** start **

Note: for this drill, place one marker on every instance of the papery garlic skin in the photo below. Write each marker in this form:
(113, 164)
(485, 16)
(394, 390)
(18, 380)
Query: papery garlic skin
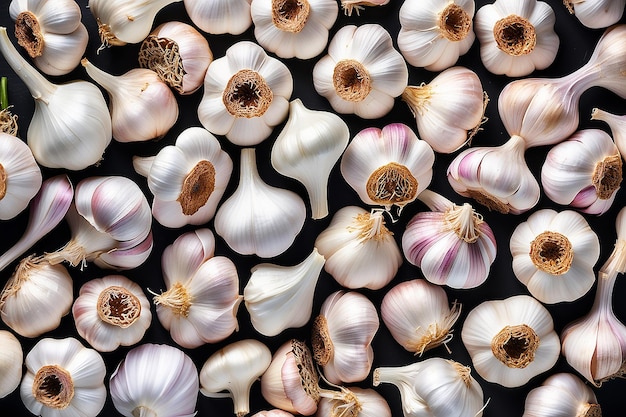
(246, 94)
(63, 378)
(362, 73)
(388, 166)
(554, 254)
(155, 380)
(511, 341)
(258, 218)
(435, 33)
(584, 171)
(307, 150)
(293, 28)
(360, 250)
(516, 37)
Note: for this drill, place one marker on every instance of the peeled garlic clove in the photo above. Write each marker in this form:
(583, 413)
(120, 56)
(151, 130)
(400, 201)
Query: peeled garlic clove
(258, 218)
(235, 368)
(360, 250)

** end **

▸ WORK TO COMPLETE:
Can you copy every item above line for line, without changing a word, and leave out the pictures?

▸ WORKED SOLUTION:
Note: for this drill, place one marker on every instance of the papery garlic skin in the photo below. Write each marker in this form:
(113, 164)
(485, 16)
(394, 390)
(18, 380)
Query: papery garlic skin
(246, 94)
(63, 378)
(362, 73)
(388, 166)
(554, 254)
(155, 380)
(511, 341)
(258, 218)
(435, 33)
(584, 171)
(307, 150)
(293, 28)
(360, 250)
(516, 37)
Note: for this drill, place one marker on every instance of the peeled garlic clove in the photo above. Write each marker in this form:
(583, 413)
(120, 56)
(151, 130)
(400, 201)
Query: peeled garlic clove
(258, 218)
(235, 368)
(360, 250)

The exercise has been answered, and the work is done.